▶ [Passage given]:
* * * * * * *
ClearAll["Global`*"]
x[0] = 0;
y[0] = 1.;
ε = 0.01;
L = 0.1;
f[x_, y_] := x^2
SingleRK[u_, v_, L_ : 0.1] := 
 Module[{x = u, y = v, h = L, K1, K2, K3, K4, ynext, xnext}, 
  K1 = f[x, y];
  K2 = f[x + h/2, y + h*K1/2];
  K3 = f[x + h/2, y + h*K2/2];
  K4 = f[x + h, y + h*K3];
  ynext = y + h/6 (K1 + 2 K2 + 2 K3 + K4);
  xnext = x + h;
  Return[{xnext, ynext}]]
LocalRK[{u_, v_}] := 
 Module[{xnext, xinitial, ynext, yinitial, x, y, h = L, sol}, x = u; y = v;
  {xnext, ynext} = SingleRK[x, y, h];
  If[Abs[ynext - y] < ε, 
   While[Abs[ynext - y] < ε, h = 2 h;
    ynext = SingleRK[x, y, h] // Last; sol = SingleRK[x, y, h/2];], 
   While[Abs[ynext - y] > ε, h = h/2;
    ynext = SingleRK[x, y, h] // Last; sol = SingleRK[x, y, h];]];
  sol]
data = NestList[LocalRK, {x[0], y[0]}, 35];
Abs /@ Subtract @@@ 
  Partition[data[[;; , 1]], 2, 1](*Step-size information*)
* * * * * * *
▶ [Data rows]:

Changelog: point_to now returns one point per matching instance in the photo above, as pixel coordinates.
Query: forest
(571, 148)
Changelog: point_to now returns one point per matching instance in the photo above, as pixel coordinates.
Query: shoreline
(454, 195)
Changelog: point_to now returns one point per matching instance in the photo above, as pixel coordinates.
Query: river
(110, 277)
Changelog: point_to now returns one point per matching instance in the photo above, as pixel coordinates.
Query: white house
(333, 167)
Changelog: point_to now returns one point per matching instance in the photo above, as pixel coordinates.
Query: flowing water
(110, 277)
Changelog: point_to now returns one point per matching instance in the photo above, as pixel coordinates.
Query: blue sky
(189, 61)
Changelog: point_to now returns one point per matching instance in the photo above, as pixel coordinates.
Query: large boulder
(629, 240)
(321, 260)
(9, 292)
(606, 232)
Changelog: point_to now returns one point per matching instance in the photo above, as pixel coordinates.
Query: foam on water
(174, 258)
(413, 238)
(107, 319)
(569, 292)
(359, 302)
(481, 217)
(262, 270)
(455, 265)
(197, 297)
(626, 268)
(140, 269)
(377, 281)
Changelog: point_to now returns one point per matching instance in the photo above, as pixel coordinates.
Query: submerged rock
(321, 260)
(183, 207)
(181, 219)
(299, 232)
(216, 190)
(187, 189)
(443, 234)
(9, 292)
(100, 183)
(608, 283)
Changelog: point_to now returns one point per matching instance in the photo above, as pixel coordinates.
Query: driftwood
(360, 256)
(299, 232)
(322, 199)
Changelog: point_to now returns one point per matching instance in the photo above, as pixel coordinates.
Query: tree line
* * * * * * *
▶ [Challenges]:
1. Using the Runge-Kutta code, decide whether each statement below agrees with it. Answer yes or no for each, and quote the exact words that settle it.
(a) SingleRK uses a default step size of 0.1.
(b) The function f depends on y.
(c) The tolerance ε is set to 0.01.
2. In the Runge-Kutta code, what is the final expression for, and how does it compute its result? Answer in one to three sentences.

▶ [Responses to the tasks]:
1.
(a) Yes: "L_ : 0.1".
(b) No: "f[x_, y_] := x^2".
(c) Yes: "ε = 0.01;".

2. According to its comment, the final expression gives "Step-size information." It takes the x values from data with "data[[;; , 1]]" and pairs each value with the next using "Partition[..., 2, 1]". It then subtracts within each pair and takes the absolute value, which gives the length of each step.